━━━━━ SUPPLIED ENTRIES
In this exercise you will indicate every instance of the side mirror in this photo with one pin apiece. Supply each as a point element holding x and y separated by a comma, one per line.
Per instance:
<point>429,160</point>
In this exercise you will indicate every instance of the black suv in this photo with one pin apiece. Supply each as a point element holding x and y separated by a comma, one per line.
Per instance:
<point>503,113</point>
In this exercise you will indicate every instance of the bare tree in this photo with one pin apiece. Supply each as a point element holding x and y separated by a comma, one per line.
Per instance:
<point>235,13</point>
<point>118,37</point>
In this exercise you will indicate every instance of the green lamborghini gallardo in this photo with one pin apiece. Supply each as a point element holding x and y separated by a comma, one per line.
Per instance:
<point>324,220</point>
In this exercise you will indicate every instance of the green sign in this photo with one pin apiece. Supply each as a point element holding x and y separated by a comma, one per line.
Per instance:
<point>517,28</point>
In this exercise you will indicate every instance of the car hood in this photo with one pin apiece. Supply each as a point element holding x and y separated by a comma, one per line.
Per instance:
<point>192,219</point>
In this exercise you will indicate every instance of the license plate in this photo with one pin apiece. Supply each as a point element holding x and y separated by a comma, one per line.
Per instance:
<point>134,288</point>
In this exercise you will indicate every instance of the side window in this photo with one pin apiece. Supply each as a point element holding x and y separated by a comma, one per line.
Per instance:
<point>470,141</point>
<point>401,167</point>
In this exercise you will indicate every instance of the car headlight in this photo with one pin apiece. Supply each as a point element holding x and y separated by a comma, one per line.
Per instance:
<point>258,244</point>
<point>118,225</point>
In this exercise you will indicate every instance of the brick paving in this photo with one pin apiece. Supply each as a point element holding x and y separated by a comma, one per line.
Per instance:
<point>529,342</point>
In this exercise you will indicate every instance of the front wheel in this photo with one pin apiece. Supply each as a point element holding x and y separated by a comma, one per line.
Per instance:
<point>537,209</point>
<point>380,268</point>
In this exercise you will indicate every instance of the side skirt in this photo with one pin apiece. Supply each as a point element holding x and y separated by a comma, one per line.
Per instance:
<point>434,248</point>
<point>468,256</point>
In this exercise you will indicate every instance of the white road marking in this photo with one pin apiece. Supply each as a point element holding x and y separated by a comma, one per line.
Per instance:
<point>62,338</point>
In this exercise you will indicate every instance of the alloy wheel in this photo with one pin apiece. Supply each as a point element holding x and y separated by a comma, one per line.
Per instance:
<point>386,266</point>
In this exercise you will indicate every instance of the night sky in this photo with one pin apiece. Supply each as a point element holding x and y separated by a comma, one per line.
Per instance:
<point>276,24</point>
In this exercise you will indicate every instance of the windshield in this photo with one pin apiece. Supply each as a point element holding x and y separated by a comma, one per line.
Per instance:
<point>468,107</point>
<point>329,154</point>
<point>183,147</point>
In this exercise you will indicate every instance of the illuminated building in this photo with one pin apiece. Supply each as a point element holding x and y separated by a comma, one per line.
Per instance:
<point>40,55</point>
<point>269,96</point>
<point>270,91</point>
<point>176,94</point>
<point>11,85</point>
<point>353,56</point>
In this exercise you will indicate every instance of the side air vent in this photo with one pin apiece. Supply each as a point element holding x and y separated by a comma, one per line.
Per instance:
━━━━━━━━━━
** CHALLENGE **
Return the items above word for word, beginning at the first line and continuing through the line that contains "<point>529,342</point>". Include that final line as well.

** EXPECTED OUTPUT **
In this exercise you will indicate every instance of the side mirror in this photo with one pin apiece. Supply each as a point element holding x and y separated by a comma, one per line.
Per instance:
<point>429,160</point>
In this exercise you will indicate every instance of the black suv in this photo with one pin apiece. Supply each as a point element holding x and y separated by a comma, one per line.
Per instance:
<point>503,113</point>
In this exercise you will indicate every instance of the bare tree in this photo with one pin apiece. Supply each as a point element holding x and y separated by a comma, one per line.
Per instance:
<point>235,13</point>
<point>118,37</point>
In this exercise you will indicate every instance of the green lamborghini gallardo in this photo with one pin apiece. Supply each as a point element holding x and y separated by a comma, one per line.
Per instance:
<point>324,220</point>
In this exercise you will indicate every instance of the green sign in this photo with one pin apiece. Supply each as a point element holding x and y separated by a comma, one per line.
Per instance:
<point>517,28</point>
In this exercise you will indicate every instance of the car hood in this photo with one pin apiece. Supply each as a point element holding x and y separated by a comma, one per line.
Per instance:
<point>192,219</point>
In this exercise you will indicate every instance of the license plate in this photo with one pin apiece. Supply each as a point element holding x and y separated by a comma, one per line.
Per instance:
<point>134,288</point>
In this exercise you will indicate every instance of the side window in this photo with one pin apiece. Supply each as a point element holding x and y separated by a comma, one per line.
Per instance:
<point>470,141</point>
<point>401,167</point>
In this exercise you will indicate every instance of the car headlight in this photo with one pin apiece. Supply each as a point element holding x and y separated by a comma, one per line.
Per instance:
<point>258,244</point>
<point>118,225</point>
In this exercise you will indicate every instance of the brick paving in this photo with one pin apiece. Supply each as a point element holding x and y separated by a comma, one per line.
Per instance:
<point>529,342</point>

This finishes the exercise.